• **Instructions for the task**: The required answer is each line in the entries below where "tree" occurs.

(Stored records)
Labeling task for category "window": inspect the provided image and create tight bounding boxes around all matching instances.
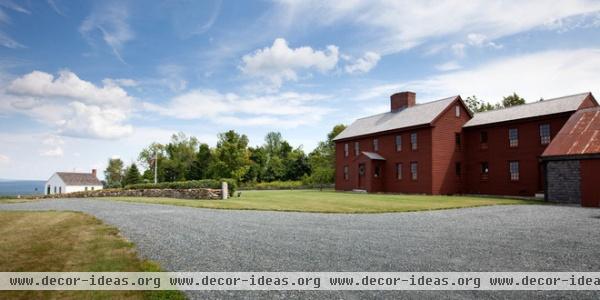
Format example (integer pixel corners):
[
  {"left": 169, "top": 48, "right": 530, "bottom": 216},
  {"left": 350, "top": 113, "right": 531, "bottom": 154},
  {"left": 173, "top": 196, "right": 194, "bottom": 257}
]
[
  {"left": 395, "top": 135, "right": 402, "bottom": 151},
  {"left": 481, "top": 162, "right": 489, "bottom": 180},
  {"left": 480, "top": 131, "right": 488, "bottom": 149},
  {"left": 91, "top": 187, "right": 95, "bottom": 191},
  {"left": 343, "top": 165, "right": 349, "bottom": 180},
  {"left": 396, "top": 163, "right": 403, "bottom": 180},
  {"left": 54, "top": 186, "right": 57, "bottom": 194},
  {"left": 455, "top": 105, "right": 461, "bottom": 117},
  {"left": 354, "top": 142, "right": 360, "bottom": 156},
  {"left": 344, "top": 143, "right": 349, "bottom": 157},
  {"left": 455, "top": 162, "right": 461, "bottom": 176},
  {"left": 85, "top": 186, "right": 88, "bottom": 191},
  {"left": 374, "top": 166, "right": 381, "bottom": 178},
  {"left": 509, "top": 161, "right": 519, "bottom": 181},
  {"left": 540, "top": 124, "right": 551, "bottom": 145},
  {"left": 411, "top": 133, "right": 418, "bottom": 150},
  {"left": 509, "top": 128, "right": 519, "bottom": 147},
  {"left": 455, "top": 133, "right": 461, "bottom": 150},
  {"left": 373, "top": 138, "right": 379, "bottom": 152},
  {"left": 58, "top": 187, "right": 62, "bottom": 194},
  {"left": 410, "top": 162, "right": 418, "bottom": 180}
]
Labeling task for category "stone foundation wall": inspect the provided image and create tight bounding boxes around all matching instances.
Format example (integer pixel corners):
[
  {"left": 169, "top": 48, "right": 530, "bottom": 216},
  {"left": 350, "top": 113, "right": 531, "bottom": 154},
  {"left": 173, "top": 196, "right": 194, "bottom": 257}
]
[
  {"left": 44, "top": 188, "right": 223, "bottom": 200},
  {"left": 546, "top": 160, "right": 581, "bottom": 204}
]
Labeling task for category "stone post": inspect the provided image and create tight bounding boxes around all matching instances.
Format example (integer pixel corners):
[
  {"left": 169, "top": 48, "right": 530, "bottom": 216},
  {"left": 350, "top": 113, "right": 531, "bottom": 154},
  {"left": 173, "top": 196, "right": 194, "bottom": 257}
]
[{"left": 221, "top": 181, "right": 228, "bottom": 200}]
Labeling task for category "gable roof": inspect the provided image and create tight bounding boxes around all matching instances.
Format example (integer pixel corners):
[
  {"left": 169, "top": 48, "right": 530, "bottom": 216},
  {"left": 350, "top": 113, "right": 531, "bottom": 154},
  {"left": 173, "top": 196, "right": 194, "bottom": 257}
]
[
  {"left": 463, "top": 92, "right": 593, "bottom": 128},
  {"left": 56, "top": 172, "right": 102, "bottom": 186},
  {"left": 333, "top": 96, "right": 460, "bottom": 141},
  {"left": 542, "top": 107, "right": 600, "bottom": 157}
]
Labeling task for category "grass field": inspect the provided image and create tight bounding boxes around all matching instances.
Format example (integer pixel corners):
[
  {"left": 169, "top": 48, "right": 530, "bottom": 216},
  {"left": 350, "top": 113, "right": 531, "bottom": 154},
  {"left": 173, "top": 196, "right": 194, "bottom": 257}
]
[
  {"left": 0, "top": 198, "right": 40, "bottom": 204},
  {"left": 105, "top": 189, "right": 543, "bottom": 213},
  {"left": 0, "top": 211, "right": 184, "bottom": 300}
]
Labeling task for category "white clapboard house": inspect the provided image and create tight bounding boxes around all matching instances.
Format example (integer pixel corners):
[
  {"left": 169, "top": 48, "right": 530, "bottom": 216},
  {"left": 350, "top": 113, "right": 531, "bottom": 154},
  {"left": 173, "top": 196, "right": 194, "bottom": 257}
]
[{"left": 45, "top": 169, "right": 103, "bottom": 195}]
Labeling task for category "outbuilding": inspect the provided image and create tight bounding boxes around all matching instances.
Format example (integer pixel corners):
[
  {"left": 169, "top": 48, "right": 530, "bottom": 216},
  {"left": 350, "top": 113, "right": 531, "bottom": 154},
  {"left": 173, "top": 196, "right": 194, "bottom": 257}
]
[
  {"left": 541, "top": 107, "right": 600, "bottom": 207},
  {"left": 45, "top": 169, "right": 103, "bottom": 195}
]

...

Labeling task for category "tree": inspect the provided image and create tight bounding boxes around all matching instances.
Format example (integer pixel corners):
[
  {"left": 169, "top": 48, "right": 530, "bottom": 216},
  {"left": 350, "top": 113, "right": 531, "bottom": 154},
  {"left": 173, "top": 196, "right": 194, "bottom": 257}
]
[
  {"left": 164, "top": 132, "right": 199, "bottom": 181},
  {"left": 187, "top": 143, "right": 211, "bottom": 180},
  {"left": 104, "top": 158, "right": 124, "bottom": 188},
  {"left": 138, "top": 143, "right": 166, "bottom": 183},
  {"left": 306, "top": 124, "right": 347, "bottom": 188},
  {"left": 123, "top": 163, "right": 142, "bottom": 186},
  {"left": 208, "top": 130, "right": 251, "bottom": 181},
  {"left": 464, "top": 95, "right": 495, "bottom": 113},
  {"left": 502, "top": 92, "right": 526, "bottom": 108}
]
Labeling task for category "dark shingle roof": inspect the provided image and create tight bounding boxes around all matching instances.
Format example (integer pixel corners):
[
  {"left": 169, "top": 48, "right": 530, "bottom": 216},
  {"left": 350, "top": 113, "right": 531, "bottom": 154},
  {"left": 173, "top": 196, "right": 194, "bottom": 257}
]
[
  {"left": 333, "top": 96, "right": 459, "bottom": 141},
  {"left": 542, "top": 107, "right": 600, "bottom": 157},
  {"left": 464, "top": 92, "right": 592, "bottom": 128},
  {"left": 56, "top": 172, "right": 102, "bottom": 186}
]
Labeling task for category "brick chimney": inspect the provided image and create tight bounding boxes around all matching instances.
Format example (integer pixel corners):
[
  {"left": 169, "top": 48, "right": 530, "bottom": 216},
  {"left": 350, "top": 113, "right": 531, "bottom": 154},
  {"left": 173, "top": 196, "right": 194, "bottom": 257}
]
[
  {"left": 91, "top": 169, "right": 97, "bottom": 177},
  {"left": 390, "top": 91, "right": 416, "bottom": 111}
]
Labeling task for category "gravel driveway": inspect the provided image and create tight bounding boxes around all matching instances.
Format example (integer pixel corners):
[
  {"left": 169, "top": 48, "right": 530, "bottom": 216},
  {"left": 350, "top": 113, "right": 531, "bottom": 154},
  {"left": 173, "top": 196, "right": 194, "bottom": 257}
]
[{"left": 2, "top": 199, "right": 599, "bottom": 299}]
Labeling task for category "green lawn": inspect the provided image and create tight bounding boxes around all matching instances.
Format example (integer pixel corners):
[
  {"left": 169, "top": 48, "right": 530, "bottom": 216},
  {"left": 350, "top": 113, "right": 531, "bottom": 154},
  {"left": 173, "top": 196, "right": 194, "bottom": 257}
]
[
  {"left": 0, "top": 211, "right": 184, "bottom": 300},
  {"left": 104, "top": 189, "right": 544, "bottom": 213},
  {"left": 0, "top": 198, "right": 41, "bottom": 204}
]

* * *

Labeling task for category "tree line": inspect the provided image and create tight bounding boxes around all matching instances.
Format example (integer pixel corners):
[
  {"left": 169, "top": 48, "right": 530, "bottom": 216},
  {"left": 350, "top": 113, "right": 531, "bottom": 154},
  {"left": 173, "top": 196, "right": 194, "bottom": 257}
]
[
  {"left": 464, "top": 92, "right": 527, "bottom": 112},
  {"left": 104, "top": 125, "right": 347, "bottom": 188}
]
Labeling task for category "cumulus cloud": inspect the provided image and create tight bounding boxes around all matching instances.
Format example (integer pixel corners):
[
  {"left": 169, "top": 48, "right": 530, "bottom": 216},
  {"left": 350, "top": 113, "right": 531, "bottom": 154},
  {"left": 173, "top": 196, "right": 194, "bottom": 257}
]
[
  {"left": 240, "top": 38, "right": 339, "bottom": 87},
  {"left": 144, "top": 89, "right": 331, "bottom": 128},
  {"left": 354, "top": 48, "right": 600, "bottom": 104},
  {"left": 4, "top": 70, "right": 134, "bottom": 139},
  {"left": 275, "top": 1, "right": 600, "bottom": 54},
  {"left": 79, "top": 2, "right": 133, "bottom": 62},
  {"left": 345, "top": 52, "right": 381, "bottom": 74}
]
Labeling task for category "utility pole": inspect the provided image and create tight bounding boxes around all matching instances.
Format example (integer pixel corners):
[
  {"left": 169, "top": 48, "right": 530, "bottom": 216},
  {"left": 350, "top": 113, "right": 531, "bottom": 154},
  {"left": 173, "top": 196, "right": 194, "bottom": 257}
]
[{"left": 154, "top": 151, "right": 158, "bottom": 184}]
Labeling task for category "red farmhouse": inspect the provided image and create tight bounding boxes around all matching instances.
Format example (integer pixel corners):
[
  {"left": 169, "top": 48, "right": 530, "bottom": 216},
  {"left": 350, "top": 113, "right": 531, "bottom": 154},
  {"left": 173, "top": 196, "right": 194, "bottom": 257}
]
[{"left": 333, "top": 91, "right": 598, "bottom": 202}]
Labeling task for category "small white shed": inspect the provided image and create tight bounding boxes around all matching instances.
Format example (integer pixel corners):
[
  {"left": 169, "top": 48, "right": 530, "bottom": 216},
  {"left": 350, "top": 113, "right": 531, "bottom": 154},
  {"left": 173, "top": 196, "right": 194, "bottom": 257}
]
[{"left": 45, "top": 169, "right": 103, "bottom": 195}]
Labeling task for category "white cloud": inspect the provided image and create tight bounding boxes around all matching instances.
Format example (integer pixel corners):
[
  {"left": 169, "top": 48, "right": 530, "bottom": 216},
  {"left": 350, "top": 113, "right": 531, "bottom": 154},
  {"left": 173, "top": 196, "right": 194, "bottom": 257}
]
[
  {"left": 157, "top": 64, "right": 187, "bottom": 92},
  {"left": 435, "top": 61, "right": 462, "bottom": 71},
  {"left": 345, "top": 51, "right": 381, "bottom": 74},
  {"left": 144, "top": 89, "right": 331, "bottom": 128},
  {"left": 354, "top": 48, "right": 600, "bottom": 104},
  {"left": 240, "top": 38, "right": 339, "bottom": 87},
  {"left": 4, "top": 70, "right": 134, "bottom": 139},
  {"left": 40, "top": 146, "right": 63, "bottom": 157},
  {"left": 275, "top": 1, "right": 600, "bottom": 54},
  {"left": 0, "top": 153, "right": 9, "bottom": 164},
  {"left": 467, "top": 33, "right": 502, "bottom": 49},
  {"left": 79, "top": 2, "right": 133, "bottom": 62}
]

• **Solution to this task**:
Labeling task for category "tree": inspect the provided image and create tight bounding boxes around all matching instances.
Labeling task for category "tree line": inspect the provided image and create tight bounding boxes around all matching instances.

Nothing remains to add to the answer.